Entries from a pointing dataset
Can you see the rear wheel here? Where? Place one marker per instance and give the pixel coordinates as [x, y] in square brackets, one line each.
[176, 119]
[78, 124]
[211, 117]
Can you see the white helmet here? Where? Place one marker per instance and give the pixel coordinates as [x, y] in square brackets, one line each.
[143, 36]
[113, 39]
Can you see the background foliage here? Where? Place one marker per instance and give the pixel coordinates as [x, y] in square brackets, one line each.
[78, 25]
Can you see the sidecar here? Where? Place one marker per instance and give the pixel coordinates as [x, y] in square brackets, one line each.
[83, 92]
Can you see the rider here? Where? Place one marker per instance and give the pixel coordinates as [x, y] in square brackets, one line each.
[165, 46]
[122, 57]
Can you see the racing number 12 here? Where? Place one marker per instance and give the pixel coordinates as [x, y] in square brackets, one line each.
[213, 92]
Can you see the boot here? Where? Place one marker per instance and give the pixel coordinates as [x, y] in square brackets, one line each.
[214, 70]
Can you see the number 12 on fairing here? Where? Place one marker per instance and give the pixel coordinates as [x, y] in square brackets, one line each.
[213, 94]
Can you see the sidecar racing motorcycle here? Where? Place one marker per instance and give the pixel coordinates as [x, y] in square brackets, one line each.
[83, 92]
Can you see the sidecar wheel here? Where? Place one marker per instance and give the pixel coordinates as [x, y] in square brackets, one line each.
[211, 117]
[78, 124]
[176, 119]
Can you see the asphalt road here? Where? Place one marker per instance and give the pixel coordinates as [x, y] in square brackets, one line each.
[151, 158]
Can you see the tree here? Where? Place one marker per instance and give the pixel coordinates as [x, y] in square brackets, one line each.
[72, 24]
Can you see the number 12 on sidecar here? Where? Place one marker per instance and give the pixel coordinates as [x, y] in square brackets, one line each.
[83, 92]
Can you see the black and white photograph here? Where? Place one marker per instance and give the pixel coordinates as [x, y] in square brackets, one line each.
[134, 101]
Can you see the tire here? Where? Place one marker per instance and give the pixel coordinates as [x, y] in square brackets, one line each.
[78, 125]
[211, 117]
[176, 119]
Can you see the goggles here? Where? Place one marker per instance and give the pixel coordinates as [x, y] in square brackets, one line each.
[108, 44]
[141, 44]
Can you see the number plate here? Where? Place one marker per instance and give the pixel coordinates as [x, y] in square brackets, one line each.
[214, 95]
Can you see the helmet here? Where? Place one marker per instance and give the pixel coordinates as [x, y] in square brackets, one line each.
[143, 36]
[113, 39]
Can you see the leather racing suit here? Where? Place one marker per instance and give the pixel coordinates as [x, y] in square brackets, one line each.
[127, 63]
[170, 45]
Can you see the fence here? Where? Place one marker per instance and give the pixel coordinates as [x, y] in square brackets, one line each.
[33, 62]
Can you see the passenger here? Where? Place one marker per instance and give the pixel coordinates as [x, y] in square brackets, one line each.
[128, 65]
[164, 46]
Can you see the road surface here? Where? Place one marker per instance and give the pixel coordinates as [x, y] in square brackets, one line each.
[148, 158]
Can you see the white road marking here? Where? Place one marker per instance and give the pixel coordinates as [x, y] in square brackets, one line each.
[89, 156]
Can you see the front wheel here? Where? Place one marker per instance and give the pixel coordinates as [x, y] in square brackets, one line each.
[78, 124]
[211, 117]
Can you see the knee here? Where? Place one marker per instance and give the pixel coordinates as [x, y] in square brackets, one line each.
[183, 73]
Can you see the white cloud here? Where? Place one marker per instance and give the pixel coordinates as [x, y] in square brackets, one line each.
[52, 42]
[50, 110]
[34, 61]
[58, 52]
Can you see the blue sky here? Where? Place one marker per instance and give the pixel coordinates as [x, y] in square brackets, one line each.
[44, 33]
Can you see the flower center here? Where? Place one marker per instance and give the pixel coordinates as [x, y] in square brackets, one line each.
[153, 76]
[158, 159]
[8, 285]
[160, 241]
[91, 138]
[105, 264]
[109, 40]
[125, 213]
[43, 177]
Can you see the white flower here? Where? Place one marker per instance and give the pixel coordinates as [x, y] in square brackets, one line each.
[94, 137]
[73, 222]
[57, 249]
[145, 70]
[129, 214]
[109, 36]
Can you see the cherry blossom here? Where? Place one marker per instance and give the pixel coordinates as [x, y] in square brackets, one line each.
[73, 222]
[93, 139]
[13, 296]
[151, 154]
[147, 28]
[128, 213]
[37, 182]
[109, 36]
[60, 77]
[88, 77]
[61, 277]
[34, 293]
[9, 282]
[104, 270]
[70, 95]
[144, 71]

YOUR OBJECTIVE
All of the data shown above must be copied exactly.

THE SOLUTION
Can you see the rear wheel here? Where? Place one marker per instance and give the pixel coordinates as [x, y] in square brackets, one line each.
[176, 119]
[78, 124]
[211, 117]
Can you see the white helmet here? Where? Place one marker per instance and give the pixel coordinates as [x, y] in square brackets, one line each.
[143, 36]
[113, 39]
Can you see the background foliage here? Where? Place one marker per instance and give the pixel coordinates as [x, y] in square brackets, one line each.
[78, 25]
Can you see the sidecar here? Where? Place one marker per instance and give the pixel coordinates as [x, y] in square brackets, one line each.
[83, 92]
Can you see the rider here? Where? Place one marker per instance and give the pixel coordinates as [x, y] in square brackets, one line each.
[165, 46]
[122, 57]
Can you see the racing number 12 here? Where? Place one marker per instance and give the pixel coordinates as [x, y] in square brackets, one line each.
[213, 92]
Can you see the boot here? Where? Place one marker per instance and give the pixel coordinates as [x, y] in square brackets, one line each.
[214, 70]
Can you see the number 12 on fairing here? Where? Place one marker per instance and give the pixel coordinates as [x, y] in square brackets, one line each.
[213, 94]
Can you see the sidecar racing motorcycle here? Where? Place one marker per instance and give the pixel coordinates as [x, y] in square brackets, one line each.
[83, 92]
Can you see the sidecar wheel here? Where? Place one marker per instance and give the pixel coordinates as [x, y] in square brackets, one line each.
[211, 117]
[78, 124]
[176, 119]
Can you see the asphalt road here? Where? Place one marker per instance and give the pixel coordinates as [x, y] in square brackets, one line each.
[151, 158]
Can you see the tree here? Where? Place one marker per instance and give the pixel coordinates as [x, y] in square brackets, one line each.
[72, 24]
Can you see the number 12 on sidecar here? Where? Place one marker per instance and give the pixel coordinates as [x, y] in square brackets, one line each.
[83, 92]
Can you see the black and white photograph here? Where? Place one marker per instance and give the pixel coordinates as [x, y] in square brackets, one line each.
[134, 101]
Can you see the tire here? Where? Place one marker per instance and give the pixel coordinates as [x, y] in square brackets, one line each.
[78, 125]
[211, 117]
[176, 119]
Can you see the goggles here? Where? Place one marker per instance and give the pixel coordinates as [x, y] in square brackets, one line each.
[108, 44]
[141, 44]
Can you see the number plate here? Where? Place one marker per instance and give the pixel coordinates as [x, y] in square brackets, one line each.
[214, 95]
Can you see the helmet here? Where? Place one marker per instance and give the pixel coordinates as [x, y] in square brackets, one line each.
[143, 36]
[113, 39]
Can you see the leather racing suit here? Where? Place one marker per instance and give the pixel coordinates as [x, y] in square brackets, one line each.
[127, 63]
[170, 45]
Can you see the fence here? Where? Place one marker per instance and give the pixel coordinates as [x, y] in square brackets, one line each.
[33, 62]
Can you see the passenger here? Where? Place one marker per instance and give the pixel coordinates as [x, y] in square brackets, one line each.
[128, 65]
[164, 46]
Can you see the road surface here? Where? Place one marker per instance and give the pixel coordinates as [x, y] in square brackets, one line each.
[148, 158]
Can you see the white road marking here? Where? Place one marker per instance and give the pixel coordinates as [x, y] in square brackets, one line each.
[89, 156]
Can you see the front wheel here? Where? Place one marker per instance and give the pixel coordinates as [x, y] in square brackets, one line each.
[78, 124]
[211, 117]
Can you see the knee here? Where? Place one marker per instance and give the pixel coordinates as [x, y] in square brackets, one line each.
[183, 73]
Can you see the white cloud here? Where? Place one marker per instance and give the pixel coordinates as [x, y] in square brackets, one line each.
[52, 42]
[50, 110]
[34, 61]
[58, 52]
Can you see the blue sky here? Where? Place one marker per instance and give the pixel coordinates as [x, y] in square brackets, one line each.
[44, 33]
Can you see the flower center here? Where? Place one marker per instance and give the pixel coordinates as [x, y] in square brackets, one line each.
[153, 76]
[158, 159]
[8, 285]
[160, 241]
[91, 138]
[105, 264]
[109, 40]
[125, 213]
[43, 177]
Can you see the white flower here? Where? Place one marker per instance and give the pixel coordinates as [x, y] in square brackets, one line each.
[94, 137]
[73, 222]
[57, 249]
[145, 70]
[129, 214]
[109, 36]
Can you see the cherry blossom here? Where? Place one marker per instance and give the pixel coordinates as [x, y] in square brackets, one line each.
[73, 222]
[93, 139]
[13, 296]
[151, 154]
[147, 28]
[128, 213]
[37, 182]
[109, 36]
[60, 77]
[88, 77]
[61, 277]
[34, 293]
[9, 282]
[104, 270]
[70, 95]
[144, 71]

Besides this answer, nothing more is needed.